The records that follow are to be repeated exactly, with the pictures removed.

## Begin DATA PROVIDED

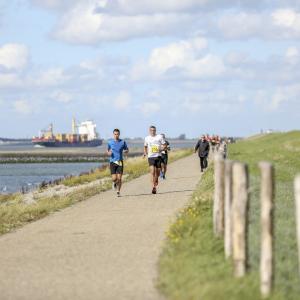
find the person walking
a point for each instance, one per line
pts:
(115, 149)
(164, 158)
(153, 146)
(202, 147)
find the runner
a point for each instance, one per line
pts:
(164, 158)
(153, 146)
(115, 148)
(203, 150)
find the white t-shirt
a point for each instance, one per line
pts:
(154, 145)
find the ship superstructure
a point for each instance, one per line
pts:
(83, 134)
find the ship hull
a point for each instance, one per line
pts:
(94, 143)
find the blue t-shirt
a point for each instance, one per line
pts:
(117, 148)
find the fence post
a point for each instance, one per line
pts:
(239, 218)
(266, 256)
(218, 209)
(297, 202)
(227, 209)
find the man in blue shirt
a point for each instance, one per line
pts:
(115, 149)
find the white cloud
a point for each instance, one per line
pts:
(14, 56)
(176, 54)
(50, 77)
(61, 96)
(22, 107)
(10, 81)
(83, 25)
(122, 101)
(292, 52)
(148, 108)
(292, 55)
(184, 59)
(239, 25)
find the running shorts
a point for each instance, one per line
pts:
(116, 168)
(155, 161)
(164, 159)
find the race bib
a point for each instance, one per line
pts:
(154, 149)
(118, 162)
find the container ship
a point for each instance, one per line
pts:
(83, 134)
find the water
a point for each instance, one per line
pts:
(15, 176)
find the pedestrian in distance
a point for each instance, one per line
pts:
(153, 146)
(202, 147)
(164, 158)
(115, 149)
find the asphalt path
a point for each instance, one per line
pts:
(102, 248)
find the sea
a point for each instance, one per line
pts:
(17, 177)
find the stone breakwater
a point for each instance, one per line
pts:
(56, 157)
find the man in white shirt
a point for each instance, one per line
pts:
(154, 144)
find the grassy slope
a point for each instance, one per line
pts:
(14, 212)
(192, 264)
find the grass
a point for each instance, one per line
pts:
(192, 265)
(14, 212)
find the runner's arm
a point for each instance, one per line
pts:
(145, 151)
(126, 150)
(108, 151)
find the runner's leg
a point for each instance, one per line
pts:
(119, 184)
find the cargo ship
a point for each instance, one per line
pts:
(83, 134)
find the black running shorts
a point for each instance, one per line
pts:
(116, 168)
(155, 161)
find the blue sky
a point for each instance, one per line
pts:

## End DATA PROVIDED

-- PROBLEM SOLUTION --
find the person walking
a point for each instance, one per line
pts:
(115, 149)
(164, 158)
(153, 146)
(202, 147)
find the runner
a point for each instance, one per line
pts:
(164, 158)
(153, 146)
(115, 148)
(203, 150)
find the white t-shirt
a point for each instance, one per line
pts:
(154, 145)
find the ship superstructure
a point for each instance, one per line
pts:
(83, 134)
find the ship hull
a point for each instance, one per line
pts:
(94, 143)
find the blue t-shirt
a point for each instance, one per line
pts:
(117, 148)
find the fence post
a point for each instance, one per line
pts:
(239, 218)
(266, 256)
(218, 209)
(297, 202)
(227, 209)
find the man in blue shirt
a point for each instance, one per line
pts:
(115, 149)
find the white cloud
a point for each instance, one per line
pts:
(14, 56)
(176, 54)
(50, 77)
(61, 96)
(22, 107)
(10, 81)
(83, 25)
(122, 101)
(292, 52)
(148, 108)
(292, 55)
(184, 59)
(239, 25)
find the running shorts
a point for each instance, one per line
pts:
(116, 168)
(155, 161)
(164, 159)
find the race bib
a point for each instance, one per line
pts:
(154, 149)
(118, 162)
find the container ship
a point for each instance, one per line
pts:
(83, 134)
find the water
a point for each instance, one per line
pts:
(15, 176)
find the pedestrian in distance
a point for each instance, one per line
pts:
(153, 146)
(202, 147)
(164, 158)
(115, 149)
find the asphalt path
a point for each instance, one per line
pts:
(102, 248)
find the sea
a point for each instance, one per line
pts:
(17, 177)
find the stone breakwater
a point for each instance, one per line
pts:
(56, 157)
find the man in white shirt
a point for each instance, one per line
pts:
(154, 144)
find the grassy slope
a point for each instance, one per line
pts:
(14, 212)
(192, 264)
find the grass
a point for each instance, one per line
pts:
(192, 265)
(14, 212)
find the runner's arm
a point for each instance, one per line
pts:
(145, 151)
(126, 150)
(108, 151)
find the runner's leg
a point for each instance, one per line
pts:
(119, 184)
find the cargo ship
a point for each instance, one per line
pts:
(83, 134)
find the black running shorts
a point for each instance, one per line
pts:
(116, 168)
(155, 161)
find the blue sky
a point for each instance, one per line
pts:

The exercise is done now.